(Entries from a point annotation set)
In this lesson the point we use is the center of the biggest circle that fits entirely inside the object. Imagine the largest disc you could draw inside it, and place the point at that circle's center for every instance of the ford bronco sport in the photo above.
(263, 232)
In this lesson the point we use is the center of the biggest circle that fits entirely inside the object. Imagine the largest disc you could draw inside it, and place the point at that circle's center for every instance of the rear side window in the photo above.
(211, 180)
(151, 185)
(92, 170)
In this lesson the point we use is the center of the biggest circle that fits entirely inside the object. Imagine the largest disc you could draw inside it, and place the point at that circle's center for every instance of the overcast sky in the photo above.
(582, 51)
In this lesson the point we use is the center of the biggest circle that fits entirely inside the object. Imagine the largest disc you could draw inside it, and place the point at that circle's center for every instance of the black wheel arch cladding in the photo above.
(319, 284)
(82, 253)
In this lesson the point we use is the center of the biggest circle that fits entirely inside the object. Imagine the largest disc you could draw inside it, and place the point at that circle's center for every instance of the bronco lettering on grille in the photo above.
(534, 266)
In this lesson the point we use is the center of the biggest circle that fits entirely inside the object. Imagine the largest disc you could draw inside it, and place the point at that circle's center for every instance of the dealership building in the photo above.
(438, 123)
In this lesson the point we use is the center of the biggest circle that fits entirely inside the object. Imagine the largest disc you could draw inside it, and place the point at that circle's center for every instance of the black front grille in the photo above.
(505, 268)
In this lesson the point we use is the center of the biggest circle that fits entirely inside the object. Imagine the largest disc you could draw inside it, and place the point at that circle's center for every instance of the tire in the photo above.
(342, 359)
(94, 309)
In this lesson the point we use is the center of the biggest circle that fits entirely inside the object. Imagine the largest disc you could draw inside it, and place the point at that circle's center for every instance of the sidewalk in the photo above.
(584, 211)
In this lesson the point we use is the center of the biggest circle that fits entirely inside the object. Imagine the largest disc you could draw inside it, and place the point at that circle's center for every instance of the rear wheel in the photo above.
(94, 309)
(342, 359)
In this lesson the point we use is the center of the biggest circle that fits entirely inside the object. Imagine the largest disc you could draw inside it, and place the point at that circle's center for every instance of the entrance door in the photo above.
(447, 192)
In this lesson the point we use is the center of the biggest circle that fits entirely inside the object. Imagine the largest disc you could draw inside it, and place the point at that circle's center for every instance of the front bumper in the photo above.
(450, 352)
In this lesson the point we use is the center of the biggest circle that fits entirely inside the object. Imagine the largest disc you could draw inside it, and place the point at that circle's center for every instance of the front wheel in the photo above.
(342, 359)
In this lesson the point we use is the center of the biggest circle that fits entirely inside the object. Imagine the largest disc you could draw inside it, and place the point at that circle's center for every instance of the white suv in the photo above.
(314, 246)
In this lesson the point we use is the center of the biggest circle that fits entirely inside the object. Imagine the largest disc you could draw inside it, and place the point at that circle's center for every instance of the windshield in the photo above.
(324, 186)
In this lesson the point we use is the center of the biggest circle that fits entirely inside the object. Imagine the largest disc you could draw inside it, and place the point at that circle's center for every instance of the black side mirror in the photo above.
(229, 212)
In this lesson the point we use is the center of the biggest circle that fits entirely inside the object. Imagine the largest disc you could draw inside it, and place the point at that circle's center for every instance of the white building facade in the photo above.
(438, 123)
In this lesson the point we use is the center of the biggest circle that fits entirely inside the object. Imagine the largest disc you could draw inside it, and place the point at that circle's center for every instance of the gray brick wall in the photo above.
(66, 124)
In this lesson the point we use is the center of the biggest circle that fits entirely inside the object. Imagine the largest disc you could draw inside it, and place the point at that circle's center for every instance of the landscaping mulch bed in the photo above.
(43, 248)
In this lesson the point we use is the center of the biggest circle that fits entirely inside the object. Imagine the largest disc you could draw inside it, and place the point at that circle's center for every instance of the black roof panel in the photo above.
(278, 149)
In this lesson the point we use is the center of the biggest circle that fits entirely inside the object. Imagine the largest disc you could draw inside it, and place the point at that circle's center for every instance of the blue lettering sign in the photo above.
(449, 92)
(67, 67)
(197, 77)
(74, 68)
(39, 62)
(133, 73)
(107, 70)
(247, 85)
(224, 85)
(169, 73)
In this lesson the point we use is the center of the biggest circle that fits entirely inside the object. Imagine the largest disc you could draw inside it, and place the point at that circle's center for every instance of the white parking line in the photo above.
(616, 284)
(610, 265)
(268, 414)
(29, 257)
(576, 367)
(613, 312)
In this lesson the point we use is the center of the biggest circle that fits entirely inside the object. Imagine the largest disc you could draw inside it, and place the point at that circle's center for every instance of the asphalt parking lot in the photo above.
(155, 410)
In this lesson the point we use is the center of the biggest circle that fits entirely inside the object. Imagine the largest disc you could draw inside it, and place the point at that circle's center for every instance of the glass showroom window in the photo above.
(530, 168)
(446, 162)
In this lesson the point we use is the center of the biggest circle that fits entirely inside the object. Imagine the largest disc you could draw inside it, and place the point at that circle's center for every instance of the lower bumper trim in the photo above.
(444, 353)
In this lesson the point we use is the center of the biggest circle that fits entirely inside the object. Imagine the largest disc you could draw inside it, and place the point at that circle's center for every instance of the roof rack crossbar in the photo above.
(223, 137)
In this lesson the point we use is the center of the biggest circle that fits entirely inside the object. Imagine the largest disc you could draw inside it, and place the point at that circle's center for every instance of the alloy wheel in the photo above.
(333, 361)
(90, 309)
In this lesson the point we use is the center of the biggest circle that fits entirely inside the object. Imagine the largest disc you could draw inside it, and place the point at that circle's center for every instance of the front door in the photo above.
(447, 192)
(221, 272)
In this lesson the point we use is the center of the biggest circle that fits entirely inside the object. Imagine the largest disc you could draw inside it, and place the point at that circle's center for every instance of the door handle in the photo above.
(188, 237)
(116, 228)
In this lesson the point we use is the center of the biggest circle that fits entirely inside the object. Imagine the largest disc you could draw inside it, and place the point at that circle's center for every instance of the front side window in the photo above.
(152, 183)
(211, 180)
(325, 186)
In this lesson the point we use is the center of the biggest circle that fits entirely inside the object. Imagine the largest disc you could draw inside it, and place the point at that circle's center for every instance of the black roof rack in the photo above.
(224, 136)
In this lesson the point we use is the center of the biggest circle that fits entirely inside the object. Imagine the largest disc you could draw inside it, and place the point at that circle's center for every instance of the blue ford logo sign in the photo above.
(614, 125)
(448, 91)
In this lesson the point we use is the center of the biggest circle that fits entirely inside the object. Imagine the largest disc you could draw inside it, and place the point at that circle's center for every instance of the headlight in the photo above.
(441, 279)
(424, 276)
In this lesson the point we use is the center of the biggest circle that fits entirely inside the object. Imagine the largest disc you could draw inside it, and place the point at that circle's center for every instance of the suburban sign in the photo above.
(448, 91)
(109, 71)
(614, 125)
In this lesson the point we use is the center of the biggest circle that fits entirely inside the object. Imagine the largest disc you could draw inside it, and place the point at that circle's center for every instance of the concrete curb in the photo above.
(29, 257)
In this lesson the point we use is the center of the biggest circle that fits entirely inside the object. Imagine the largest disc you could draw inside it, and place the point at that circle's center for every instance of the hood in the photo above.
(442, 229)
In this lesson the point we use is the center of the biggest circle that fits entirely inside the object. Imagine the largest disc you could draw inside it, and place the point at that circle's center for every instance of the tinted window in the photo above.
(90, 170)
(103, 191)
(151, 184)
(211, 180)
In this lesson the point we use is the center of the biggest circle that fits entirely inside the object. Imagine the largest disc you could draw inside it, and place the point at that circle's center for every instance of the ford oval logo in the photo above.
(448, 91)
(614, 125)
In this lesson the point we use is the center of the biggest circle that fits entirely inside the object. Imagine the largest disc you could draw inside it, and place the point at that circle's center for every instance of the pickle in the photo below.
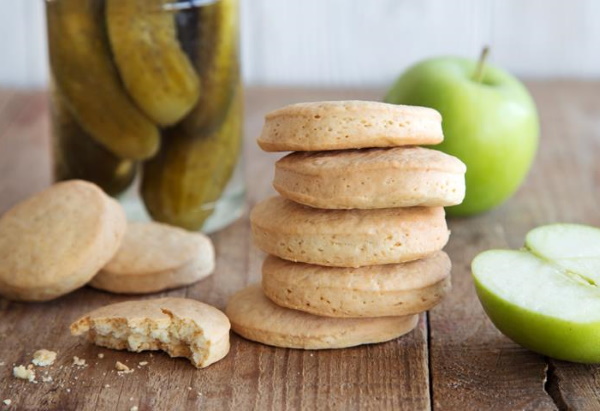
(78, 156)
(87, 78)
(181, 185)
(156, 72)
(216, 59)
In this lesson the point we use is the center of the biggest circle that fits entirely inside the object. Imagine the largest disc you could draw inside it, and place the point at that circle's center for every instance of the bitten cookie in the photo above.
(372, 291)
(347, 238)
(57, 240)
(155, 257)
(255, 317)
(341, 125)
(371, 178)
(179, 326)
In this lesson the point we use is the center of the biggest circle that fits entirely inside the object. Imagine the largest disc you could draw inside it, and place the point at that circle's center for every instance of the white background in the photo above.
(363, 42)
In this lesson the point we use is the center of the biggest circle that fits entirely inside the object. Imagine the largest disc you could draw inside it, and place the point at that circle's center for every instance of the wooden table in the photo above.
(454, 360)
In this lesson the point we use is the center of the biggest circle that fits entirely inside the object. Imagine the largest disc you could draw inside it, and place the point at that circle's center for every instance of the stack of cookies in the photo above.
(355, 239)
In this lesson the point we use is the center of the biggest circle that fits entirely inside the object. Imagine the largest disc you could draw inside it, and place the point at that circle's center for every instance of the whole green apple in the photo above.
(490, 122)
(539, 301)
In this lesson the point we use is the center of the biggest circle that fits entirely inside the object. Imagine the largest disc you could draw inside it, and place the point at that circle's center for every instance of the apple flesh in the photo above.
(537, 302)
(574, 247)
(490, 123)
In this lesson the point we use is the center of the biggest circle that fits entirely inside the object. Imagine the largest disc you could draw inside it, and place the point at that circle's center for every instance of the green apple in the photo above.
(545, 297)
(490, 122)
(574, 247)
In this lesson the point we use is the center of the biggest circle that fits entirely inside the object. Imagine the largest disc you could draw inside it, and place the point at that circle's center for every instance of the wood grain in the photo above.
(473, 365)
(386, 376)
(456, 360)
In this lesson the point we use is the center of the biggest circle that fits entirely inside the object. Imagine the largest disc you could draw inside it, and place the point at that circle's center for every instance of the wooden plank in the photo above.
(473, 365)
(393, 375)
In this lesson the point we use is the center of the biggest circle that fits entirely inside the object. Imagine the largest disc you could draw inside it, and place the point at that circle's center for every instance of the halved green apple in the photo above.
(545, 297)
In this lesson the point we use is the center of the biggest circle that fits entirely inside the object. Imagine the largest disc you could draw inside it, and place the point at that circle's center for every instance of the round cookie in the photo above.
(372, 291)
(181, 327)
(371, 178)
(57, 240)
(255, 317)
(155, 257)
(341, 125)
(347, 238)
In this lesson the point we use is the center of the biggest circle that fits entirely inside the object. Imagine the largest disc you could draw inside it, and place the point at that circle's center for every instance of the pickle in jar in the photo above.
(155, 70)
(181, 185)
(214, 49)
(86, 76)
(78, 156)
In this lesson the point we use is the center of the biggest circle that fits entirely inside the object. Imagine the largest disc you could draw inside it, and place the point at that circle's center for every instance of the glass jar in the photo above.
(147, 103)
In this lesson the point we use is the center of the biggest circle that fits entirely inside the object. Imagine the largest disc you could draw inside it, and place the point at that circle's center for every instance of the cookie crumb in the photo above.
(43, 357)
(24, 373)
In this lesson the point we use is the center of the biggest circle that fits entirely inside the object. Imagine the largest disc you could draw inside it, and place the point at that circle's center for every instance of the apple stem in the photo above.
(481, 64)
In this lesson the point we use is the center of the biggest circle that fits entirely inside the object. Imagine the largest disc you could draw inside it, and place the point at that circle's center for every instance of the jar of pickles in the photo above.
(147, 103)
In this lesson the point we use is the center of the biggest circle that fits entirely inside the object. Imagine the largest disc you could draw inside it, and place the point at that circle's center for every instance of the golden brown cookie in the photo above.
(347, 238)
(57, 240)
(155, 257)
(181, 327)
(372, 291)
(371, 178)
(341, 125)
(255, 317)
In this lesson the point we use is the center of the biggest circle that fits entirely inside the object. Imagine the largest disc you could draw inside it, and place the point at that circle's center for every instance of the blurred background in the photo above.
(358, 43)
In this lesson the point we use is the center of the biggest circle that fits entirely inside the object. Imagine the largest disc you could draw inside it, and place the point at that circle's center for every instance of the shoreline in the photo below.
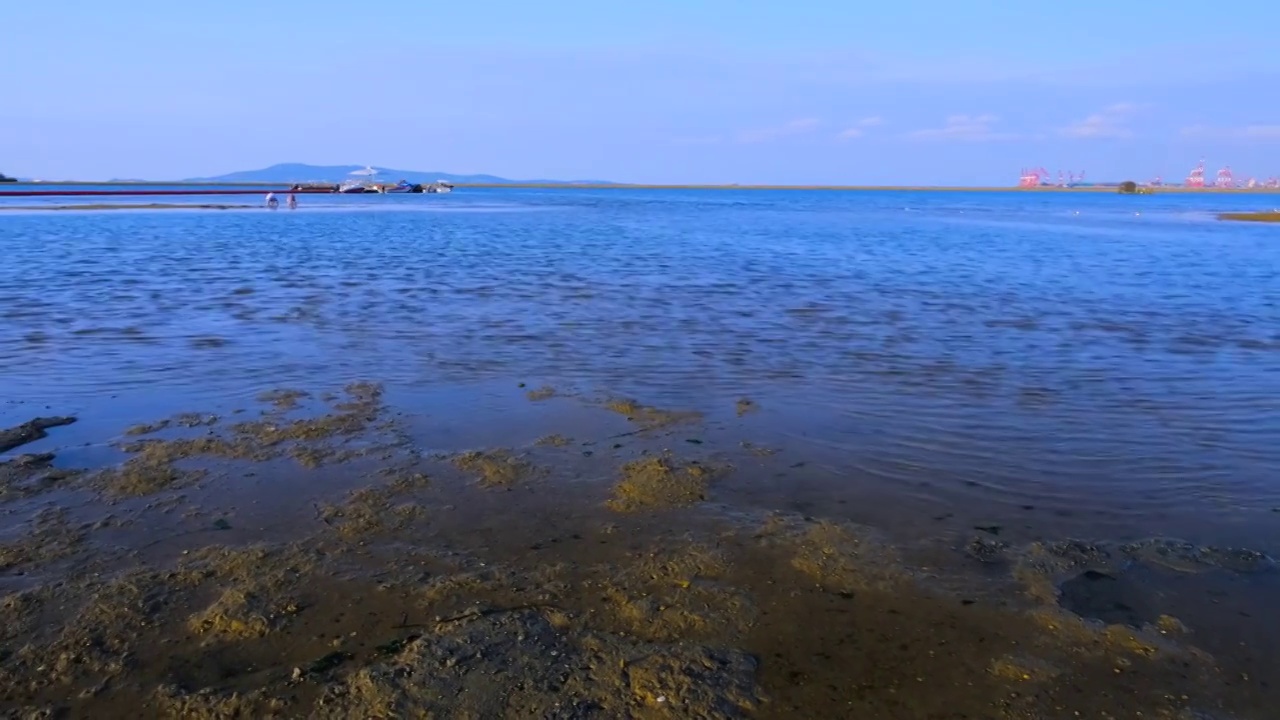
(129, 206)
(1261, 217)
(700, 186)
(305, 555)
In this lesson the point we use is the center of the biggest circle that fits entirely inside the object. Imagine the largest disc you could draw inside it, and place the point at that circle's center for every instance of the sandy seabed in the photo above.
(309, 557)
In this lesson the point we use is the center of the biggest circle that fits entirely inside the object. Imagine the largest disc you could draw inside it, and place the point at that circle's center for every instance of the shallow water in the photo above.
(1083, 363)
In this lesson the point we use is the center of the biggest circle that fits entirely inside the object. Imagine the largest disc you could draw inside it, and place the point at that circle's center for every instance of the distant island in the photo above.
(298, 172)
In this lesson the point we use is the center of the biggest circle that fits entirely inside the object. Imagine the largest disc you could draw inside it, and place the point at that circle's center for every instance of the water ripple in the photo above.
(1000, 343)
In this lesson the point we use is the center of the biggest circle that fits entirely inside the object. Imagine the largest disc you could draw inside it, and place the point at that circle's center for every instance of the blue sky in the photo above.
(746, 91)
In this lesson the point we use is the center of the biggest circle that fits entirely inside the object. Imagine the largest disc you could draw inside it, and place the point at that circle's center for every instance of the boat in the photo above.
(403, 186)
(355, 186)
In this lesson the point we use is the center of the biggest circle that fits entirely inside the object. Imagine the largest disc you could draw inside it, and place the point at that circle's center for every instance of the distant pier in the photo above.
(67, 192)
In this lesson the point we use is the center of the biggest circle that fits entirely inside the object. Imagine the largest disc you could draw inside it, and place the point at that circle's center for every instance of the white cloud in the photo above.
(969, 128)
(1247, 132)
(1111, 122)
(792, 128)
(859, 128)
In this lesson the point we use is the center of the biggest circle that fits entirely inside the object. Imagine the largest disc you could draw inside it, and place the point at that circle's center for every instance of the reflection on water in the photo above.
(1089, 355)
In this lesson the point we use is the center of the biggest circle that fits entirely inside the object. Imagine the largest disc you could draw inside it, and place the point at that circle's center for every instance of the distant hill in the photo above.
(298, 172)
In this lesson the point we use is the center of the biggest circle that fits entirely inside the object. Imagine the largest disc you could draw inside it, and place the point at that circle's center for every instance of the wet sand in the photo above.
(311, 555)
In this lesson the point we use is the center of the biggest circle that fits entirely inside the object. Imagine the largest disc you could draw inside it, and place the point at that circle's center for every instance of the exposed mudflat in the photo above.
(315, 556)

Directions: Begin with the line that contains "on water in the photo above." and quote each line after it exactly, stopping after the last line of the data.

Result below:
In this lesson the point we use is the center of the biggest circle that fits entirely inside the object. Imagine the largest disc you could draw inside it, and place the point at that circle's center for every instance of the reflection on water in the photo above.
(1089, 355)
In this lesson the point we use is the center of the biggest circle that fits entirely inside the object. Imagine the largest disc you could draw inside it, and place the point at that circle's center for every instance of the distant hill in the photo above.
(298, 172)
In this lesson the point we use is the center of the biggest circle that fits entirely inside the object. Imagine the largest disc you could draw inside it, and place the point at that circle's center for every instance of the wet sand in the photo above.
(311, 555)
In this lesson the point we use is the center of the biggest circle that fits entirely inside the object. Imagine the largest disc you could draw inside it, and place the point at that circle's center for every instance of the exposed mudflat in the photo above.
(315, 556)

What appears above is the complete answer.